■ GIVEN DATA:

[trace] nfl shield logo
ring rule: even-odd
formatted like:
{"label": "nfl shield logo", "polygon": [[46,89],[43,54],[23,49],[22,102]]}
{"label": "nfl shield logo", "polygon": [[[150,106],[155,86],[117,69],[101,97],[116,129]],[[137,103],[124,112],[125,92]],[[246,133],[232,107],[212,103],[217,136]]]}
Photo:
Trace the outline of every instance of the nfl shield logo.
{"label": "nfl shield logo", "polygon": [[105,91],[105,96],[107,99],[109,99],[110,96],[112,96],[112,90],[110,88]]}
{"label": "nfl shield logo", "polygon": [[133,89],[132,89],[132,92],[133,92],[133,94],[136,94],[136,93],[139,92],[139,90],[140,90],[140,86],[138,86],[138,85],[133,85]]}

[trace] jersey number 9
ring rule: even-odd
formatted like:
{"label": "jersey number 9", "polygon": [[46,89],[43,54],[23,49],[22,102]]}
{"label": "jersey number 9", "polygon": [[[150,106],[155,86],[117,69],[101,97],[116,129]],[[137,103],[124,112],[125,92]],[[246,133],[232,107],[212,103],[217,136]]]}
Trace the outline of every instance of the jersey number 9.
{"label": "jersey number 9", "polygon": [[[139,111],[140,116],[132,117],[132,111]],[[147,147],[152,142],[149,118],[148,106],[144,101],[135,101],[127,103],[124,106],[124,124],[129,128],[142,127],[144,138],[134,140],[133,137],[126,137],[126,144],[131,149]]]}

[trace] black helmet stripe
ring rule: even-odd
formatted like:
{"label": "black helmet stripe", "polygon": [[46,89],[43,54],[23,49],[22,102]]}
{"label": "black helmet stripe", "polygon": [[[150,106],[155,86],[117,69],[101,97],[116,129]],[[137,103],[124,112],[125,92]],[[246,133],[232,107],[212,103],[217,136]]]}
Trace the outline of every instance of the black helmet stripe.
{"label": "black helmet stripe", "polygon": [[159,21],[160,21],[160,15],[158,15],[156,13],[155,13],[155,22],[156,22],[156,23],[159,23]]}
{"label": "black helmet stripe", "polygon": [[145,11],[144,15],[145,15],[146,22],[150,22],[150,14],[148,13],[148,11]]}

■ DIRECTION:
Repeat all the entries, swapping "formatted like" for "in the format" and leaving everything else unchanged.

■ RESPONSE TO THE EXERCISE:
[trace] nfl shield logo
ring rule: even-odd
in the format:
{"label": "nfl shield logo", "polygon": [[46,89],[43,54],[23,49],[22,102]]}
{"label": "nfl shield logo", "polygon": [[[150,106],[155,86],[117,69],[101,97],[116,129]],[[137,103],[124,112],[125,92]],[[246,133],[232,107],[212,103],[217,136]]]}
Photo:
Trace the outline of every instance of the nfl shield logo.
{"label": "nfl shield logo", "polygon": [[105,91],[105,96],[107,99],[109,99],[110,96],[112,96],[112,90],[110,88]]}
{"label": "nfl shield logo", "polygon": [[133,89],[132,89],[132,92],[133,92],[133,94],[136,94],[136,93],[139,92],[139,90],[140,90],[140,86],[138,86],[138,85],[133,85]]}

[trace] jersey number 9
ring rule: even-odd
in the format:
{"label": "jersey number 9", "polygon": [[46,89],[43,54],[23,49],[22,102]]}
{"label": "jersey number 9", "polygon": [[[150,106],[155,86],[117,69],[101,97],[116,129]],[[137,103],[124,112],[125,92]],[[246,133],[232,107],[212,103],[217,136]]]}
Trace the outline of every instance of the jersey number 9.
{"label": "jersey number 9", "polygon": [[[139,111],[140,116],[132,117],[132,111]],[[147,147],[152,142],[149,118],[148,106],[144,101],[135,101],[127,103],[124,106],[124,124],[129,128],[142,127],[144,138],[134,140],[133,137],[126,137],[126,144],[131,149]]]}

[trace] black helmet stripe
ring rule: even-odd
in the format:
{"label": "black helmet stripe", "polygon": [[46,89],[43,54],[23,49],[22,102]]}
{"label": "black helmet stripe", "polygon": [[[150,106],[155,86],[117,69],[101,97],[116,129]],[[137,103],[124,112],[125,92]],[[246,133],[232,107],[212,103],[217,136]]]}
Trace the outline of every instance of the black helmet stripe.
{"label": "black helmet stripe", "polygon": [[159,21],[160,21],[160,15],[158,15],[156,13],[155,13],[155,22],[156,22],[156,23],[159,23]]}
{"label": "black helmet stripe", "polygon": [[145,11],[144,15],[145,15],[146,22],[150,22],[150,14],[148,13],[148,11]]}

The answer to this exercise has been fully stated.